THE PROBLEM:
An exact reproduction of the records is required, with all images left out.

(Lines of data)
= = = = = = =
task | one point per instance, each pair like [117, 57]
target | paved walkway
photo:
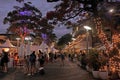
[54, 71]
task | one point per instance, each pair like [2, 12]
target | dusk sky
[43, 5]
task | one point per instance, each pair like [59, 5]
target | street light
[87, 37]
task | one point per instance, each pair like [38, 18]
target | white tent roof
[7, 44]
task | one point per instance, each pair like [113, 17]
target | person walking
[32, 63]
[4, 61]
[62, 56]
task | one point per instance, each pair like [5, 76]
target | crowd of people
[33, 63]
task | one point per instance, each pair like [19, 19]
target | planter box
[89, 69]
[103, 75]
[95, 74]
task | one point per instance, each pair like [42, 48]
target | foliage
[28, 17]
[71, 9]
[64, 39]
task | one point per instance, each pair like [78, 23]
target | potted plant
[103, 72]
[93, 62]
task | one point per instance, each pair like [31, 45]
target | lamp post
[18, 39]
[87, 37]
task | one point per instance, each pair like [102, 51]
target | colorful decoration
[100, 33]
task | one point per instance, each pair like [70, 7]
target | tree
[28, 20]
[73, 9]
[64, 39]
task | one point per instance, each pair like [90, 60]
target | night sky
[43, 5]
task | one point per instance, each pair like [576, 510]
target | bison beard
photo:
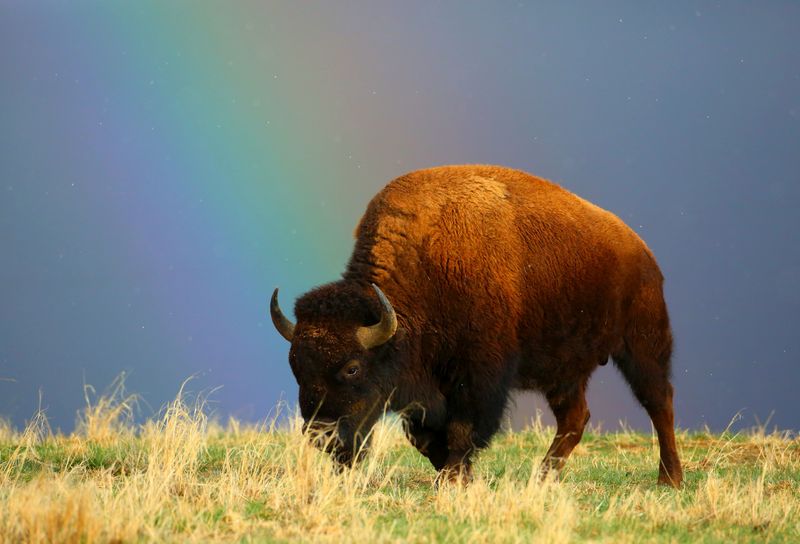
[466, 282]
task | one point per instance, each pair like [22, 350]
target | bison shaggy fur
[494, 280]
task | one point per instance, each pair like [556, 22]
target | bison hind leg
[645, 364]
[572, 414]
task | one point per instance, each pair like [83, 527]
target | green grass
[182, 479]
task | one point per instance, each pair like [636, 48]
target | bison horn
[375, 335]
[284, 326]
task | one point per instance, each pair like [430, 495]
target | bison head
[342, 361]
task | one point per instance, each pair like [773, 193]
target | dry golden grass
[181, 478]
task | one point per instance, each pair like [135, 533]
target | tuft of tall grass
[181, 477]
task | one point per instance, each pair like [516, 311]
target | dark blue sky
[162, 168]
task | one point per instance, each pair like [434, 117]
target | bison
[467, 282]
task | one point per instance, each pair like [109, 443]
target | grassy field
[181, 478]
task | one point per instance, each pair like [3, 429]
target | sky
[164, 166]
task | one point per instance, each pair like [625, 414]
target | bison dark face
[342, 367]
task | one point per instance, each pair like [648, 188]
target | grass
[180, 478]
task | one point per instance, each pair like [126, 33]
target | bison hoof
[459, 476]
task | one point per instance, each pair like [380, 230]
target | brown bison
[469, 281]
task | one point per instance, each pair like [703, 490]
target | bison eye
[352, 369]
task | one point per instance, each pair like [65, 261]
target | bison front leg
[460, 445]
[429, 442]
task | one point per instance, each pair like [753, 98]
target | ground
[182, 478]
= = = = = = =
EXPECTED ANSWER:
task | one point per instance, each pair like [117, 57]
target | paved walkway
photo:
[54, 71]
task | one point per instance, each pair like [2, 12]
target | dusk sky
[43, 5]
task | one point per instance, each pair like [59, 5]
target | street light
[87, 37]
task | one point per instance, each pair like [38, 18]
target | white tent roof
[7, 44]
task | one point per instance, each pair like [113, 17]
target | person walking
[32, 63]
[4, 61]
[62, 56]
task | one point per instance, each pair like [5, 76]
target | crowd of people
[33, 63]
task | one point per instance, each pair like [19, 19]
target | planter box
[89, 69]
[103, 75]
[95, 74]
task | one point per instance, each pair like [42, 48]
target | foliage
[28, 17]
[71, 9]
[64, 39]
task | one point per instance, each pair like [78, 23]
target | potted plant
[103, 72]
[93, 62]
task | one point per instance, each pair like [31, 45]
target | lamp post
[18, 39]
[87, 37]
task | one point per instance, each pair like [102, 51]
target | colorful decoration
[100, 33]
task | one point per instance, each pair like [70, 7]
target | tree
[28, 20]
[73, 9]
[64, 39]
task | one point per instance, each pair like [90, 60]
target | night sky
[43, 5]
task | one point per instance, each pair like [576, 510]
target | bison beard
photo:
[466, 282]
task | one point per instance, each pair like [22, 350]
target | bison shaggy fur
[494, 280]
task | one point per instance, each pair like [556, 22]
target | bison hind leg
[645, 364]
[572, 414]
task | one point per instance, each pair like [83, 527]
target | green grass
[182, 479]
task | one point per instance, each pair like [636, 48]
target | bison horn
[375, 335]
[284, 326]
task | one point per instance, each pair like [430, 495]
target | bison head
[342, 361]
task | one point per instance, each pair like [773, 193]
target | dry golden grass
[181, 478]
task | one point per instance, each pair like [135, 533]
target | tuft of tall grass
[181, 477]
task | one point per instance, each pair like [516, 311]
target | dark blue sky
[162, 168]
task | one point per instance, each pair like [434, 117]
target | bison
[467, 282]
task | one point per instance, each pair like [109, 443]
target | grassy field
[181, 478]
task | one point per instance, each pair like [3, 429]
target | sky
[164, 166]
task | one point per instance, each pair like [625, 414]
target | bison dark face
[342, 367]
task | one point per instance, each pair like [648, 188]
target | grass
[180, 478]
task | one point per instance, each pair like [126, 33]
target | bison hoof
[459, 476]
task | one point per instance, each pair like [380, 230]
target | brown bison
[469, 281]
task | one point per instance, each pair like [703, 490]
target | bison eye
[352, 369]
task | one point per instance, each pair like [65, 261]
target | bison front leg
[460, 445]
[429, 442]
task | one point per instance, each pair like [753, 98]
target | ground
[182, 478]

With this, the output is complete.